All of lore.kernel.org
 help / color / mirror / Atom feed
From: James Houghton <jthoughton@google.com>
To: Ben Gardon <bgardon@google.com>
Cc: Mike Kravetz <mike.kravetz@oracle.com>,
	Andrew Morton <akpm@linux-foundation.org>,
	Paolo Bonzini <pbonzini@redhat.com>,
	Shuah Khan <shuah@kernel.org>,
	linux-mm@kvack.org, LKML <linux-kernel@vger.kernel.org>,
	kvm <kvm@vger.kernel.org>,
	linux-kselftest@vger.kernel.org,
	Axel Rasmussen <axelrasmussen@google.com>,
	Jue Wang <juew@google.com>, Peter Xu <peterx@redhat.com>,
	Andrea Arcangeli <aarcange@redhat.com>
Subject: Re: [PATCH 1/2] KVM: Deliver VM fault signals to userspace
Date: Fri, 21 May 2021 15:25:31 -0400	[thread overview]
Message-ID: <CADrL8HU4Yj_uAWKCLanUmQoDS6rsoo1GJiJhiCY=e0Lwm_zyiw@mail.gmail.com> (raw)
In-Reply-To: <CANgfPd-=+-0+UzXD+zpqX50SGEi_wCLVJfsv63Rq9GYR+4-dCw@mail.gmail.com>

Thanks Ben.

First I'd like to clarify that the 3-4x speedup was measured without
KVM (calling UFFDIO_COPY from the signal handler, not signal-safe);
with KVM it drops to about a 30% improvement (single vCPU). This isn't
that important though, as the real purpose of the change is to allow
userfaultfd page-ins to scale better. To test scaling, I've updated
the KVM demand paging self-test to fix the non-partitioned userfaultfd
case (I will send this out when I send a new patchset that addresses
your concerns). It turns out that we contend on the threads'
sighand->siglock (because pthread_create uses CLONE_SIGHAND). Needless
to say, I need to do more testing.

Removing the siglock contention should lead to better page-in
performance at scale, but this patch won't be useful unless I can
actually demonstrate this. There are a few couple benefits I forgot to
mention in the commit message.
1. NUMA locality for page-in threads is much easier to maintain when
using UFFD_FEATURE_SIGBUS.
2. The number of threads that perform page-ins automatically scales
with the number of vCPUs.

Regarding situations where the kernel is unable to return to
userspace: thanks for pointing this out. If we can solve the signal
contention problems with this approach, page-ins this way might end up
being quite desirable, but only if we can actually exit to userspace.
So we could implement a SIGBUS-like userfaultfd feature, where it
returns VM_FAULT_SIGBUS if it knows the caller is ready to handle it
(i.e., in this patchset, if a caller has passed a non-NULL
`fault_error` to get_user_pages), otherwise continue with the
handle_userfault path and put the thread to sleep. I'll work on this.

● **JOB A**: Copy the part of the reply about KVM fault signals starting at "1. NUMA locality" and ending at "work on this.".
● **JOB B**: In the reply about KVM fault signals, how much improvement is measured with KVM on a single vCPU?

● **DATA ENTRIES**:
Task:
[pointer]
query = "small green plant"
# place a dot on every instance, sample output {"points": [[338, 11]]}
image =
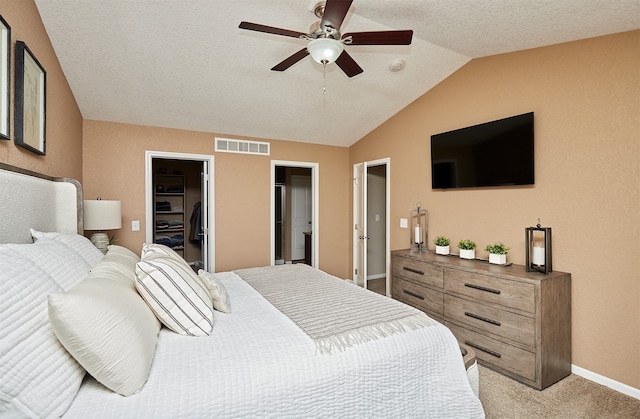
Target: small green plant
{"points": [[442, 241], [497, 248], [466, 244]]}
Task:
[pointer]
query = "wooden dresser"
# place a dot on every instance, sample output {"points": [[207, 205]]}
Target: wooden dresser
{"points": [[518, 322]]}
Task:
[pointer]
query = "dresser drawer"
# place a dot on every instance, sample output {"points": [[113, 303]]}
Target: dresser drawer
{"points": [[514, 294], [419, 272], [420, 297], [515, 327], [497, 353]]}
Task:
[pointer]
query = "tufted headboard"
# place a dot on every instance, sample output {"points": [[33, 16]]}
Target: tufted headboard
{"points": [[32, 200]]}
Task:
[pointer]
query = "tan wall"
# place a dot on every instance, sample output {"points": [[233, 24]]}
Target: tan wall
{"points": [[114, 168], [586, 99], [63, 119]]}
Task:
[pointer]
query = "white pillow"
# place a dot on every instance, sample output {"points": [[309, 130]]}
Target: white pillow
{"points": [[217, 291], [159, 249], [77, 242], [38, 377], [119, 264], [175, 294], [107, 327], [63, 264]]}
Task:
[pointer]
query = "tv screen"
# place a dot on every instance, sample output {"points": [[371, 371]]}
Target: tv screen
{"points": [[497, 153]]}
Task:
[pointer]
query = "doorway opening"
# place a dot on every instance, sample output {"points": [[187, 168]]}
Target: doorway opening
{"points": [[294, 234], [371, 219], [179, 205]]}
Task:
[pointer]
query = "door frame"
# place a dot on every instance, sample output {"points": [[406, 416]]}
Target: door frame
{"points": [[355, 259], [149, 230], [315, 193]]}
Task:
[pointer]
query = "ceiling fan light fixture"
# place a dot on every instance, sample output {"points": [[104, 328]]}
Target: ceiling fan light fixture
{"points": [[325, 50]]}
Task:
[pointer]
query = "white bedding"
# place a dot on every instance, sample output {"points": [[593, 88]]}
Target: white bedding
{"points": [[258, 363]]}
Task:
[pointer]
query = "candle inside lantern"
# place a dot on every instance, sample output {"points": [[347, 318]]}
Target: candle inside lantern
{"points": [[538, 255]]}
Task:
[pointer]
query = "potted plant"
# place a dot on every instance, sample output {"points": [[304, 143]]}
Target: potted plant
{"points": [[467, 249], [442, 245], [497, 253]]}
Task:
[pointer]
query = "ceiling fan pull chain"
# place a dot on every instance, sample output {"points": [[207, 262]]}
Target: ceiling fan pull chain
{"points": [[324, 77]]}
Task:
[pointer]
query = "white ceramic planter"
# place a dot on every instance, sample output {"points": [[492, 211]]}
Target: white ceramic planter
{"points": [[468, 253], [442, 250], [497, 259]]}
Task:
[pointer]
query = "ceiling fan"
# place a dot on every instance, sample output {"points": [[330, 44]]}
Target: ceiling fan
{"points": [[326, 44]]}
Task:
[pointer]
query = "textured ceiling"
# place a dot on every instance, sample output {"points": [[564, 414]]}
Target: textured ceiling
{"points": [[185, 64]]}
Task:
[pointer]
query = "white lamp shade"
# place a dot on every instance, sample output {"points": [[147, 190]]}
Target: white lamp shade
{"points": [[325, 49], [102, 214]]}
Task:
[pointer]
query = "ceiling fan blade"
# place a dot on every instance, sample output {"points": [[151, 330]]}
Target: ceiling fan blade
{"points": [[288, 62], [270, 29], [348, 65], [380, 37], [335, 12]]}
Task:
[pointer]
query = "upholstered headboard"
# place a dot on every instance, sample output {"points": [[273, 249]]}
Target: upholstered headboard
{"points": [[32, 200]]}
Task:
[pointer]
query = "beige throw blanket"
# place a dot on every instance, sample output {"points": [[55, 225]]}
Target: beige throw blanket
{"points": [[335, 313]]}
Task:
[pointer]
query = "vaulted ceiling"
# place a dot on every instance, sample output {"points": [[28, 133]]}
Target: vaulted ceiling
{"points": [[185, 63]]}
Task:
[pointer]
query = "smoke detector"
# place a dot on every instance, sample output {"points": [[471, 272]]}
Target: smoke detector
{"points": [[396, 65]]}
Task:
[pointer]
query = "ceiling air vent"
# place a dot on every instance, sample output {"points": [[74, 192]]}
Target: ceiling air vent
{"points": [[227, 145]]}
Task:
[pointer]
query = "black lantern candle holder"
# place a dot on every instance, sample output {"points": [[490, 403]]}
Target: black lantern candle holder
{"points": [[538, 249], [418, 229]]}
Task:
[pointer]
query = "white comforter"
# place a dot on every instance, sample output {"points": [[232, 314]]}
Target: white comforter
{"points": [[258, 363]]}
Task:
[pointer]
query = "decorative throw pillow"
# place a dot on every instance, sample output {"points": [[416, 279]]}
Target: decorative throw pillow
{"points": [[176, 294], [217, 291], [38, 377], [105, 324], [77, 242], [63, 264]]}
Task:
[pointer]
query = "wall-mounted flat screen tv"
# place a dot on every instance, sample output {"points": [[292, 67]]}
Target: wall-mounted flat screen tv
{"points": [[497, 153]]}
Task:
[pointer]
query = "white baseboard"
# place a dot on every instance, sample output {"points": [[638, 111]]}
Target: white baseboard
{"points": [[605, 381]]}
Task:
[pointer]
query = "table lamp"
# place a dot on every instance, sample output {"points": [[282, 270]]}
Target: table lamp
{"points": [[101, 215]]}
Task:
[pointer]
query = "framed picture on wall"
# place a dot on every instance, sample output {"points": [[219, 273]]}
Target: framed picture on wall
{"points": [[5, 77], [30, 97]]}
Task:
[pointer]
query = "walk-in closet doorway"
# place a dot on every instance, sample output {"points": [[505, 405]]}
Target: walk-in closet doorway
{"points": [[179, 205]]}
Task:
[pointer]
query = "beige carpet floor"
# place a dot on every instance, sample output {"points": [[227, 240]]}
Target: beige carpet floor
{"points": [[572, 397]]}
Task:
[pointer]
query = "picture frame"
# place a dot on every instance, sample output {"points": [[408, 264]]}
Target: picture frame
{"points": [[30, 99], [5, 79]]}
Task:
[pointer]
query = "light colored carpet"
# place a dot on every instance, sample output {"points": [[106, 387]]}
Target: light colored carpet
{"points": [[572, 397]]}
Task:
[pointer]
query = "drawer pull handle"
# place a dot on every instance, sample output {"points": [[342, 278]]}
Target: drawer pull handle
{"points": [[413, 294], [483, 349], [484, 319], [415, 271], [478, 287]]}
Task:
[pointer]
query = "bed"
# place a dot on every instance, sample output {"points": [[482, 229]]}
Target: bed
{"points": [[250, 343]]}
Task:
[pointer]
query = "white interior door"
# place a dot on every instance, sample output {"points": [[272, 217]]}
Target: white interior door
{"points": [[204, 205], [360, 221], [300, 214]]}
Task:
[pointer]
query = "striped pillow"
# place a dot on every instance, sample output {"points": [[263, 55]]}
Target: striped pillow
{"points": [[175, 294]]}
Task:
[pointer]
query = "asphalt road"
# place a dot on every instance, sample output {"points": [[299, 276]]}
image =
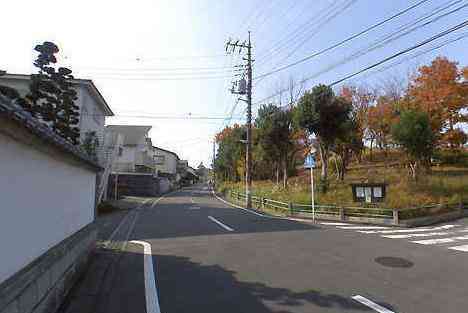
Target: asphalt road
{"points": [[209, 257]]}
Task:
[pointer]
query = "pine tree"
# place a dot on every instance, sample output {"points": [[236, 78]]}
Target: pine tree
{"points": [[51, 95]]}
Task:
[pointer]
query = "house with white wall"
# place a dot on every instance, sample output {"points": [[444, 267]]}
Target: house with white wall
{"points": [[136, 153], [92, 105], [133, 169], [48, 193], [166, 163], [93, 110]]}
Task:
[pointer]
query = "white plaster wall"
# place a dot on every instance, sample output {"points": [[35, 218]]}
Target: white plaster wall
{"points": [[42, 201], [126, 161], [92, 117]]}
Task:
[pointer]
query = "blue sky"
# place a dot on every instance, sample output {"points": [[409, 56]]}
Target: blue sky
{"points": [[147, 56]]}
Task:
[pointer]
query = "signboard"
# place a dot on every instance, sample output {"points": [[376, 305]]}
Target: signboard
{"points": [[369, 192], [309, 161]]}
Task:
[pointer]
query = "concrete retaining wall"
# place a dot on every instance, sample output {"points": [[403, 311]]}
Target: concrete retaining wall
{"points": [[43, 284], [139, 185]]}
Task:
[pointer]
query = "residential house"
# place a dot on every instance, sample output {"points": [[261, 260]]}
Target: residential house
{"points": [[48, 193], [93, 112], [165, 163], [133, 169], [93, 107], [187, 173]]}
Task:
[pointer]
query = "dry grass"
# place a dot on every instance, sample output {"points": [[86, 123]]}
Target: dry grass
{"points": [[444, 185]]}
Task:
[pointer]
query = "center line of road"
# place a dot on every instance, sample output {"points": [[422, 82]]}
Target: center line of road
{"points": [[220, 224], [371, 304], [151, 293]]}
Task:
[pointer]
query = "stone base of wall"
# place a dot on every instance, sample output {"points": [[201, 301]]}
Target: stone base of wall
{"points": [[137, 185], [43, 285]]}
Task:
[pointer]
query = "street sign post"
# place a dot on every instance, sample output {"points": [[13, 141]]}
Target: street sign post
{"points": [[310, 163]]}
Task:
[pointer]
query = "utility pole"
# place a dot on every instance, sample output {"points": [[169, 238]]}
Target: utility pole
{"points": [[213, 166], [246, 89]]}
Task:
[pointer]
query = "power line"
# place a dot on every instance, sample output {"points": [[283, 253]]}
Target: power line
{"points": [[401, 32], [318, 28], [297, 32], [442, 34], [411, 57], [159, 78], [168, 117], [365, 31]]}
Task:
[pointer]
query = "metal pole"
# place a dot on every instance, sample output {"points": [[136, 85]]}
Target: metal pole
{"points": [[116, 182], [312, 192], [248, 176]]}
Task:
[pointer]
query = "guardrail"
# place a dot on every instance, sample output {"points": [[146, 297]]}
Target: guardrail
{"points": [[348, 213]]}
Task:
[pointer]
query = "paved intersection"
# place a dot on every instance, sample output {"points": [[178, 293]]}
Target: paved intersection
{"points": [[202, 255], [451, 236]]}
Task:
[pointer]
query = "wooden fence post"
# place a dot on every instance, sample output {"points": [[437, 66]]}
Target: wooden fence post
{"points": [[396, 216]]}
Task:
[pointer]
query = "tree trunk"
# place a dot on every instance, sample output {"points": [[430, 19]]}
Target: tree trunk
{"points": [[285, 174], [324, 158], [324, 171], [337, 168], [277, 174]]}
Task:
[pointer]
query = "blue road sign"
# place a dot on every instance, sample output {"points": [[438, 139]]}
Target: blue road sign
{"points": [[309, 162]]}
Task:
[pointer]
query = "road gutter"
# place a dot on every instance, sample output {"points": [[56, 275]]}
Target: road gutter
{"points": [[151, 292], [220, 224], [376, 307]]}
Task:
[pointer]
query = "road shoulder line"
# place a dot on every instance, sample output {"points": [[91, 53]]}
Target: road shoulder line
{"points": [[370, 304], [151, 292], [220, 223]]}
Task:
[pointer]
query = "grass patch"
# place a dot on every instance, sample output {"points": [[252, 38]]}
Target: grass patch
{"points": [[106, 207], [445, 184]]}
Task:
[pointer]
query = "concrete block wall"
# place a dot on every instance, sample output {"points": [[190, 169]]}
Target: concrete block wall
{"points": [[43, 285], [134, 185]]}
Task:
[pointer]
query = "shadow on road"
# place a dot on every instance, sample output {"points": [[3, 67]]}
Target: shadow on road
{"points": [[184, 285]]}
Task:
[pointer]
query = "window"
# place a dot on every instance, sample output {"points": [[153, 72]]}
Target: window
{"points": [[96, 115], [159, 159]]}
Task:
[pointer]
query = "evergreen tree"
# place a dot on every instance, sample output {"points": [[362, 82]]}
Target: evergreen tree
{"points": [[51, 95]]}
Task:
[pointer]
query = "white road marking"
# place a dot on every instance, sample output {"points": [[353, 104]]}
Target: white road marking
{"points": [[463, 248], [440, 240], [409, 230], [151, 293], [426, 234], [220, 224], [362, 227], [372, 305], [417, 235]]}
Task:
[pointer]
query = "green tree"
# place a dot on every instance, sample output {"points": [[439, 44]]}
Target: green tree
{"points": [[324, 115], [230, 159], [414, 133], [275, 136], [51, 95]]}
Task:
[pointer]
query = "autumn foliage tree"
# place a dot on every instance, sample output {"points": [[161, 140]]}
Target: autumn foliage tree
{"points": [[439, 90]]}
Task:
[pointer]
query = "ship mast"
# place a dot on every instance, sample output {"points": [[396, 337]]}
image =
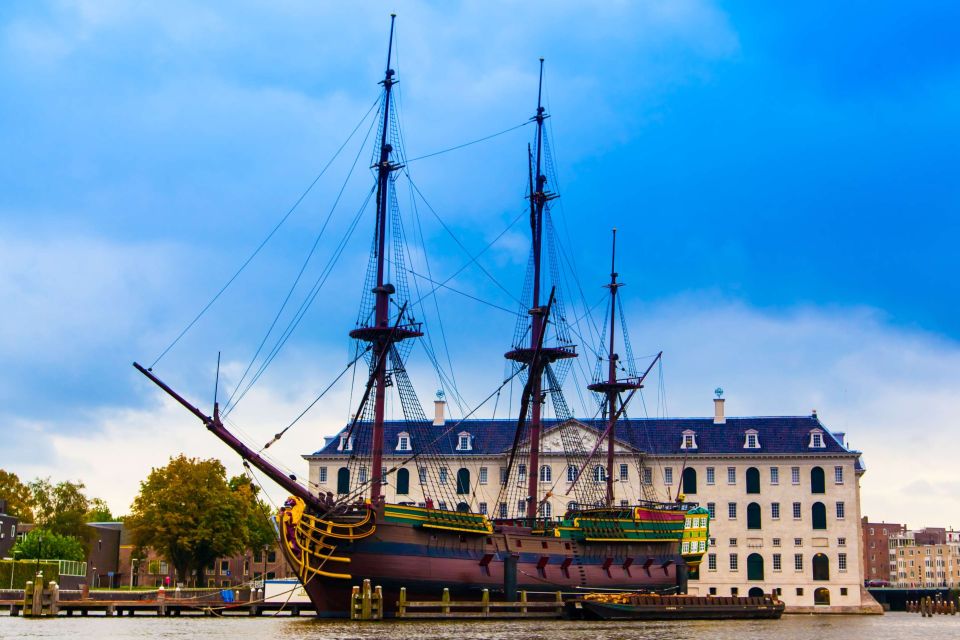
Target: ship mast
{"points": [[612, 388], [536, 356], [381, 334]]}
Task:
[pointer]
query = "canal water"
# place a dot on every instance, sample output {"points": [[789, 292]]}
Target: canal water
{"points": [[893, 626]]}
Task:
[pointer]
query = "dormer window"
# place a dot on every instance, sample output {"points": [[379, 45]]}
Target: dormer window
{"points": [[816, 439]]}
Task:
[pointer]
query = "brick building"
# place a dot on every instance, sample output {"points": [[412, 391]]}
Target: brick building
{"points": [[876, 544]]}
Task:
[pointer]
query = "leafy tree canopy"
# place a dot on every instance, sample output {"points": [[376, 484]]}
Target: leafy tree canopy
{"points": [[188, 512], [61, 508], [44, 544], [17, 495]]}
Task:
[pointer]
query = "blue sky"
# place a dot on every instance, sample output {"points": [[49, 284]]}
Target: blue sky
{"points": [[783, 178]]}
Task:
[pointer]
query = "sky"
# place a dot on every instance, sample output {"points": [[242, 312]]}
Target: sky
{"points": [[782, 177]]}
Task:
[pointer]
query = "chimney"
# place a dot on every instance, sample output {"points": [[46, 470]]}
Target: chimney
{"points": [[718, 417], [438, 406]]}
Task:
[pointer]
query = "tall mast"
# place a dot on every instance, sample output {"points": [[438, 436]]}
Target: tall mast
{"points": [[613, 387], [534, 356], [381, 334]]}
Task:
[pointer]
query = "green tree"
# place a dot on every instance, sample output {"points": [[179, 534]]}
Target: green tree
{"points": [[45, 544], [17, 495], [99, 511], [61, 508], [260, 531], [187, 512]]}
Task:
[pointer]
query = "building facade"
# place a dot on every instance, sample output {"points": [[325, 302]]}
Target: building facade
{"points": [[876, 543], [783, 492]]}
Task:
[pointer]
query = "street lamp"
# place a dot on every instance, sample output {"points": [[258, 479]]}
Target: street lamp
{"points": [[133, 566], [13, 567]]}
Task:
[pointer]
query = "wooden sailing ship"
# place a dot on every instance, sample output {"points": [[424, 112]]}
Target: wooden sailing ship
{"points": [[334, 542]]}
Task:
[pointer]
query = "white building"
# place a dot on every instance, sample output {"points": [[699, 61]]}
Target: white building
{"points": [[783, 493]]}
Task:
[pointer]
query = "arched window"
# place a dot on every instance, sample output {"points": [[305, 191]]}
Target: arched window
{"points": [[817, 484], [821, 567], [753, 480], [343, 480], [403, 482], [546, 473], [819, 515], [690, 481], [463, 481]]}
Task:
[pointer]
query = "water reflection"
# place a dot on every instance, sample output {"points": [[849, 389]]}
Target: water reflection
{"points": [[894, 626]]}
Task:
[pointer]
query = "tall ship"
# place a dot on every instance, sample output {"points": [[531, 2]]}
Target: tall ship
{"points": [[335, 540]]}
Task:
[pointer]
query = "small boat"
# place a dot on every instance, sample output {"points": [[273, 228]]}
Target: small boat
{"points": [[633, 606]]}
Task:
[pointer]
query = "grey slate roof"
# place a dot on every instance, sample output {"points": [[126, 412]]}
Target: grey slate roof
{"points": [[778, 435]]}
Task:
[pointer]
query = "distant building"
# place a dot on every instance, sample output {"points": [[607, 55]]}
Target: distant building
{"points": [[876, 544], [8, 530], [783, 492]]}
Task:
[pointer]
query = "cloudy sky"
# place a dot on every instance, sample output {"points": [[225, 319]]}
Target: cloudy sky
{"points": [[783, 179]]}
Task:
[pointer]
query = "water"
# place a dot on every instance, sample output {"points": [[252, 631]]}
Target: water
{"points": [[893, 626]]}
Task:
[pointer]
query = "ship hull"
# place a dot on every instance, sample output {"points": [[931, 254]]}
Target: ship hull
{"points": [[398, 555]]}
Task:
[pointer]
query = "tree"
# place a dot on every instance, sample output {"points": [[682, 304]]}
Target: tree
{"points": [[99, 511], [260, 531], [45, 544], [17, 495], [188, 512], [61, 508]]}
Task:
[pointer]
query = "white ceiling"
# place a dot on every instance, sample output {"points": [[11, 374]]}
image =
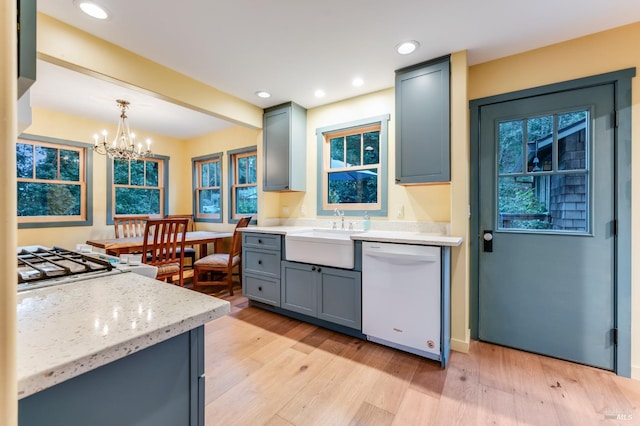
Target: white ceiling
{"points": [[293, 47]]}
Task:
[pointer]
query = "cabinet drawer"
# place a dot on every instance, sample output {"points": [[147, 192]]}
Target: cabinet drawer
{"points": [[261, 289], [261, 262], [264, 241]]}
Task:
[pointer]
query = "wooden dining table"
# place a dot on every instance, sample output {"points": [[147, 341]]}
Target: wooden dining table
{"points": [[118, 246]]}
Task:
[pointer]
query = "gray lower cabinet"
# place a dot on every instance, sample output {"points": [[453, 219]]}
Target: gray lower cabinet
{"points": [[160, 385], [422, 123], [330, 294], [261, 255]]}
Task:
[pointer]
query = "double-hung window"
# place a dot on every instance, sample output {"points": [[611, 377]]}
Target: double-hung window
{"points": [[137, 187], [54, 182], [352, 167], [207, 185], [244, 183]]}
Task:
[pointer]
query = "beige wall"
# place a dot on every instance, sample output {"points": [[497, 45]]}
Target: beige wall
{"points": [[223, 141], [60, 126], [8, 130], [427, 203], [595, 54]]}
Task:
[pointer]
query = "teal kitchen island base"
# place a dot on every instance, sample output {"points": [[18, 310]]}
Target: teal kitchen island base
{"points": [[118, 350], [160, 385]]}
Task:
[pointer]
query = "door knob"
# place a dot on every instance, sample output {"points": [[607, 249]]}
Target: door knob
{"points": [[487, 236]]}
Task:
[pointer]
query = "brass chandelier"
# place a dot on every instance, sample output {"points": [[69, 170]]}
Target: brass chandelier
{"points": [[124, 144]]}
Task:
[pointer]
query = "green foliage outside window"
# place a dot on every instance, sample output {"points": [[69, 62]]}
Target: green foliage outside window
{"points": [[245, 189], [348, 181], [49, 181], [518, 176], [137, 188]]}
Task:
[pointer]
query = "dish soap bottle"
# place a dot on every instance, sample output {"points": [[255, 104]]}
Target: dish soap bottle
{"points": [[366, 222]]}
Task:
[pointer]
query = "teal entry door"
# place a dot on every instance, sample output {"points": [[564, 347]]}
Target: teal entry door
{"points": [[546, 224]]}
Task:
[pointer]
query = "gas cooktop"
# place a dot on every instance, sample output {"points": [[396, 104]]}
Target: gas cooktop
{"points": [[41, 267]]}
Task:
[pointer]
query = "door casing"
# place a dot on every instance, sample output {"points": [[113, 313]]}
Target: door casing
{"points": [[621, 81]]}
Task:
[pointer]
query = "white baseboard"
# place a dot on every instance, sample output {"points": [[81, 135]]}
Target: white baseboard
{"points": [[461, 345], [635, 372]]}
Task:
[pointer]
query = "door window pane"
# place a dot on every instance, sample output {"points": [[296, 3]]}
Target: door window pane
{"points": [[545, 196], [511, 141], [540, 144], [572, 141]]}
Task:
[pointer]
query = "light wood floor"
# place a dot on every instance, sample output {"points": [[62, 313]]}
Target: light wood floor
{"points": [[266, 369]]}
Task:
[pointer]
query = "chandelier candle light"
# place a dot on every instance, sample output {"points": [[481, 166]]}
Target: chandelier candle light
{"points": [[124, 144]]}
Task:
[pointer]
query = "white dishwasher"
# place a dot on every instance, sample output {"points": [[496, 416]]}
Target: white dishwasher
{"points": [[401, 297]]}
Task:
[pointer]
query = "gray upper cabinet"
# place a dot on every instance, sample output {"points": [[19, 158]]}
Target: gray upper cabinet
{"points": [[26, 45], [422, 123], [284, 137]]}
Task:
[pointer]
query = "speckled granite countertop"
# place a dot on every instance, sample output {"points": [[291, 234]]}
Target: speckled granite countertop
{"points": [[402, 237], [282, 230], [69, 329], [419, 238]]}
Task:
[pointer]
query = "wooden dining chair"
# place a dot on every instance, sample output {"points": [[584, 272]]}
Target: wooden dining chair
{"points": [[164, 247], [221, 265], [129, 226], [189, 250]]}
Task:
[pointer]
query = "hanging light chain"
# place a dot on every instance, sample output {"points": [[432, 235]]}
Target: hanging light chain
{"points": [[124, 144]]}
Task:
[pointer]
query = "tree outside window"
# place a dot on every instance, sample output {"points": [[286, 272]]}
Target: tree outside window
{"points": [[244, 187], [352, 168], [207, 172], [138, 187], [51, 179]]}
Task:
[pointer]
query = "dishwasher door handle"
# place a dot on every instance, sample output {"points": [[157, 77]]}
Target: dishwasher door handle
{"points": [[401, 257]]}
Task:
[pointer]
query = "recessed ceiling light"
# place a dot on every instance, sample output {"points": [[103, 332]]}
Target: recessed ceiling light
{"points": [[92, 9], [407, 47]]}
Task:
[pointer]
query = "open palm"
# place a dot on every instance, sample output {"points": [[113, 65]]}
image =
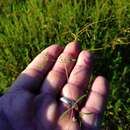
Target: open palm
{"points": [[33, 101]]}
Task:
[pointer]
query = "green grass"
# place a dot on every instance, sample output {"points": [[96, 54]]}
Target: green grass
{"points": [[101, 26]]}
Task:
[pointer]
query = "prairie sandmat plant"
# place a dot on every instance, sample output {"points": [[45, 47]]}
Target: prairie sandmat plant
{"points": [[101, 26]]}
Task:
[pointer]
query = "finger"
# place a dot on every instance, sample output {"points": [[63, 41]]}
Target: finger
{"points": [[79, 77], [95, 103], [56, 79], [57, 76], [76, 84], [35, 72]]}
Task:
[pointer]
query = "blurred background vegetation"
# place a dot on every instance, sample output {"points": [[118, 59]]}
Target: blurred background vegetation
{"points": [[101, 26]]}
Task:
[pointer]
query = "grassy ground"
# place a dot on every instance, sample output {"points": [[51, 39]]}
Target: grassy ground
{"points": [[101, 26]]}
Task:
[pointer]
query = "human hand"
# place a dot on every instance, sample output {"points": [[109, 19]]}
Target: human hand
{"points": [[33, 101]]}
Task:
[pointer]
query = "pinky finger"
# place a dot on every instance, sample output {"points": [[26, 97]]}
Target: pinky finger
{"points": [[95, 104]]}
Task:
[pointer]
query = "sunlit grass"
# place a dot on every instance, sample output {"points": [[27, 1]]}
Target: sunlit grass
{"points": [[101, 26]]}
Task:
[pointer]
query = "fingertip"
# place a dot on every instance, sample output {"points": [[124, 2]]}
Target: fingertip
{"points": [[101, 85]]}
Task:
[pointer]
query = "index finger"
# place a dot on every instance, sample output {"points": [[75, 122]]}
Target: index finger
{"points": [[33, 75]]}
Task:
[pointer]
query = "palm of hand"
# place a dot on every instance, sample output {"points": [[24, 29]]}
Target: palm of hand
{"points": [[32, 102]]}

● **EXPECTED OUTPUT A**:
1. NUMA locality for page-in threads is much easier to maintain when
using UFFD_FEATURE_SIGBUS.
2. The number of threads that perform page-ins automatically scales
with the number of vCPUs.

Regarding situations where the kernel is unable to return to
userspace: thanks for pointing this out. If we can solve the signal
contention problems with this approach, page-ins this way might end up
being quite desirable, but only if we can actually exit to userspace.
So we could implement a SIGBUS-like userfaultfd feature, where it
returns VM_FAULT_SIGBUS if it knows the caller is ready to handle it
(i.e., in this patchset, if a caller has passed a non-NULL
`fault_error` to get_user_pages), otherwise continue with the
handle_userfault path and put the thread to sleep. I'll work on this.

● **EXPECTED OUTPUT B**: About a 30% improvement.